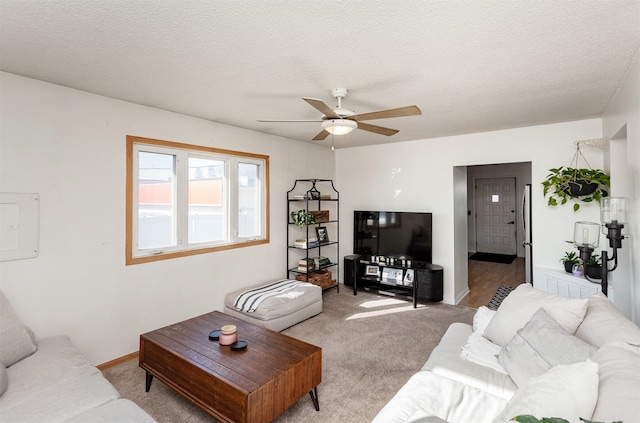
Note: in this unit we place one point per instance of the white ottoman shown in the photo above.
(278, 311)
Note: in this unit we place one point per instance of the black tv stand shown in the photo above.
(418, 280)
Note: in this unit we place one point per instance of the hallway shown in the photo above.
(486, 277)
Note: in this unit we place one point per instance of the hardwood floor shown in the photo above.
(486, 277)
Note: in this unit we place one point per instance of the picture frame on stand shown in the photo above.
(323, 236)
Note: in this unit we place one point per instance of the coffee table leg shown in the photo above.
(314, 397)
(149, 379)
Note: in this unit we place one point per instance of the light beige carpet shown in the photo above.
(371, 345)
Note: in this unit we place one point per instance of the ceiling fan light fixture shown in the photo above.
(339, 126)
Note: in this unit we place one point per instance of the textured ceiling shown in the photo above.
(470, 65)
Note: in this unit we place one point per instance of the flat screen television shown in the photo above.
(399, 235)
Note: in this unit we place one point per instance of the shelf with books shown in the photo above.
(313, 231)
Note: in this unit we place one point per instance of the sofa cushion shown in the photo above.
(445, 360)
(480, 350)
(482, 318)
(566, 391)
(435, 395)
(55, 383)
(15, 342)
(603, 323)
(541, 344)
(522, 303)
(619, 390)
(4, 379)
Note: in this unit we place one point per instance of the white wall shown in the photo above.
(621, 125)
(420, 176)
(69, 146)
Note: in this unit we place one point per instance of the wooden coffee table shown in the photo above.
(256, 384)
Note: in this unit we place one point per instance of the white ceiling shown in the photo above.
(470, 65)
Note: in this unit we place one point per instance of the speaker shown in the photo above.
(350, 266)
(430, 280)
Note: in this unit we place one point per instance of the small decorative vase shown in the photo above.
(577, 270)
(568, 266)
(594, 272)
(580, 188)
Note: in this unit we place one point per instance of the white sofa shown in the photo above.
(538, 354)
(49, 380)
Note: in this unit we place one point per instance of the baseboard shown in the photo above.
(104, 366)
(461, 296)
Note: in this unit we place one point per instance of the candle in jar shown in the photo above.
(228, 335)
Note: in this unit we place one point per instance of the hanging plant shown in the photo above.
(302, 218)
(577, 184)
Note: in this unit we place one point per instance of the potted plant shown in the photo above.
(593, 267)
(568, 183)
(570, 258)
(301, 218)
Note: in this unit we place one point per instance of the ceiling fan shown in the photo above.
(340, 121)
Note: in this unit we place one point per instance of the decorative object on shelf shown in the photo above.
(320, 215)
(593, 267)
(323, 236)
(570, 258)
(613, 215)
(373, 271)
(302, 218)
(408, 277)
(577, 269)
(574, 183)
(310, 254)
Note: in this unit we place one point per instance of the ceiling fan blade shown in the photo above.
(384, 114)
(377, 129)
(321, 135)
(321, 105)
(289, 120)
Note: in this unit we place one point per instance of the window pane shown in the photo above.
(206, 207)
(156, 200)
(248, 200)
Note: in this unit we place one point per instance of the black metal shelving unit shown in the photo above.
(314, 195)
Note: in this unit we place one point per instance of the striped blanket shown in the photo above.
(249, 300)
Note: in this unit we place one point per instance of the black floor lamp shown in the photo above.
(613, 216)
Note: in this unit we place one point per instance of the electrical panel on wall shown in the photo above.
(19, 226)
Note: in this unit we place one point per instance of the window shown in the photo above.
(185, 199)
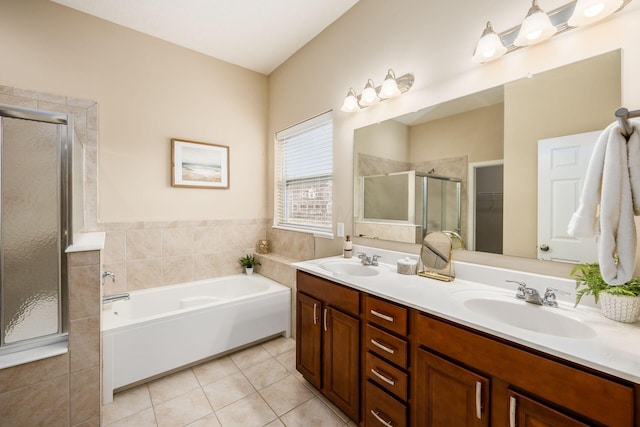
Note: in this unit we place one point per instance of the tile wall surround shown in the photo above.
(62, 390)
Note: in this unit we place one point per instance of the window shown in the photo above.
(304, 176)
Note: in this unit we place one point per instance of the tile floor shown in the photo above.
(258, 386)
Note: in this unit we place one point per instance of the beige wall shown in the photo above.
(477, 134)
(148, 91)
(349, 52)
(583, 95)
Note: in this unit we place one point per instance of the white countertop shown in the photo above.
(614, 348)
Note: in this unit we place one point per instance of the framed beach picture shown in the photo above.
(199, 164)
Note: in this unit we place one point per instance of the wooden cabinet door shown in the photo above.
(448, 394)
(341, 353)
(526, 412)
(308, 337)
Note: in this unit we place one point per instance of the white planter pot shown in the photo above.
(620, 308)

+ + + +

Please write out all of the material above again, substituting "a single point for each instance" for every "one point per instance" and leaving everything else unchanged. Omit the pictures from your answer.

Note: in this unit we place a single point for each instance of the white ottoman shown in the photo above.
(278, 311)
Note: in this unit we place a single point for each instance of the black tv stand shown in the photo above.
(418, 280)
Note: in this unit we place a single point for each instance of the hallway shown in the photo above.
(486, 277)
Note: in this unit we place a single point for each instance of the hardwood floor shown in the photo above.
(486, 277)
Note: in this unit we place a single point for each instance of the picture frame on stand shown in the photo above.
(323, 236)
Note: in this unit we place a single point for each instance of the coffee table leg shown in the photo above.
(314, 397)
(149, 379)
Note: in this unit we place a single point for each instance of the light beige carpet shown in the photo above.
(371, 345)
Note: in this unit we place a single point for each instance of the ceiling fan light fixture shown in the photo above.
(339, 126)
Note: in this unit we place a single point for each instance of the textured ceiling shown in the photo above.
(470, 65)
Note: in this unit we place a single point for each instance of the flat screen television shown in the photo above.
(399, 235)
Note: in this unit we place a single point for each instance of the shelf with books shown in the photo above.
(313, 231)
Note: in this unit we place a single point for each instance of the sofa cushion shown in the photo above.
(445, 360)
(480, 350)
(482, 318)
(566, 391)
(435, 395)
(55, 383)
(15, 342)
(603, 323)
(541, 344)
(522, 303)
(619, 390)
(4, 379)
Note: in this unit we place a single point for each instance of the white wall shown in the photo above.
(621, 125)
(420, 176)
(69, 146)
Note: in this unit we place a single point for each instance of the wooden coffee table shown in the photo above.
(256, 384)
Note: in this unit we place a single point for each instance of the white ceiling shown in the photo above.
(470, 65)
Note: in this unit we place a single point for each instance of the speaker shown in the photo above.
(350, 266)
(430, 280)
Note: in this unit we place a single point for each instance of the small decorative vase shown in the photo above.
(577, 270)
(568, 266)
(594, 272)
(580, 188)
Note: in this unit we place a single point for each instance of the white sofa shown in the photo above.
(538, 354)
(49, 380)
Note: in this unit we place a single point for each instance of the baseboard shown in the photo above.
(104, 366)
(461, 296)
Note: in this unit we place a single point for each instance of the candle in jar shown in the photo above.
(228, 335)
Note: in this unit we place a single point for each instance of the hanging plant shown in the photo above.
(302, 218)
(577, 184)
Note: in this unit we place a single point for each instance of the potted plant shown in the photo above.
(593, 267)
(568, 183)
(570, 258)
(301, 218)
Note: in this unit we place a single point for each instance of the ceiling fan shown in the photo above.
(340, 121)
Note: in this unit we place a single point for each instance of the decorative object on shelf shown in the photo above.
(320, 215)
(593, 267)
(323, 236)
(570, 258)
(613, 215)
(373, 271)
(302, 218)
(408, 277)
(577, 269)
(574, 183)
(310, 254)
Note: in this unit we place a single point for each instance of the ceiling fan blade shown in the photo above.
(384, 114)
(377, 129)
(321, 135)
(321, 105)
(289, 120)
Note: in this unit we place a single point for each instance of the window pane shown in the photo above.
(206, 207)
(156, 200)
(248, 200)
Note: in this unit we place a single point for each instance of the black metal shelving unit shown in the photo above.
(314, 195)
Note: in this unit we place a single point for each instance of the striped blanket shown in the photo above.
(249, 300)
Note: in this unit we place a single point for each instance of the black floor lamp shown in the photo above.
(613, 216)
Note: in this unit we place a single point for each instance of the electrical panel on wall shown in the photo above.
(19, 226)
Note: in this unit we place a single point for each instance of the window shown in the photo above.
(185, 199)
Note: in this unit we place a single point for each instance of the tile wall surround shown in the photo above.
(62, 390)
Note: in this unit we place a single point for each instance of the window shown in the photo above.
(304, 176)
Note: in this unit we place a single point for each instance of the tile floor shown in the photo above.
(258, 386)
Note: in this unit we place a single point for each instance of the beige wall shown in the photo above.
(477, 134)
(148, 91)
(349, 52)
(583, 95)
Note: in this unit we place a single point for each instance of the white countertop shown in the photo above.
(614, 348)
Note: in this unit we place a single point for each instance of the framed beach picture shown in the photo above.
(199, 164)
Note: in this unit we place a single point for each instance of the wooden cabinet door shown in the photo above.
(448, 394)
(341, 353)
(526, 412)
(308, 337)
Note: in this unit we place a single point for each instance of the white planter pot shown in the photo above.
(620, 308)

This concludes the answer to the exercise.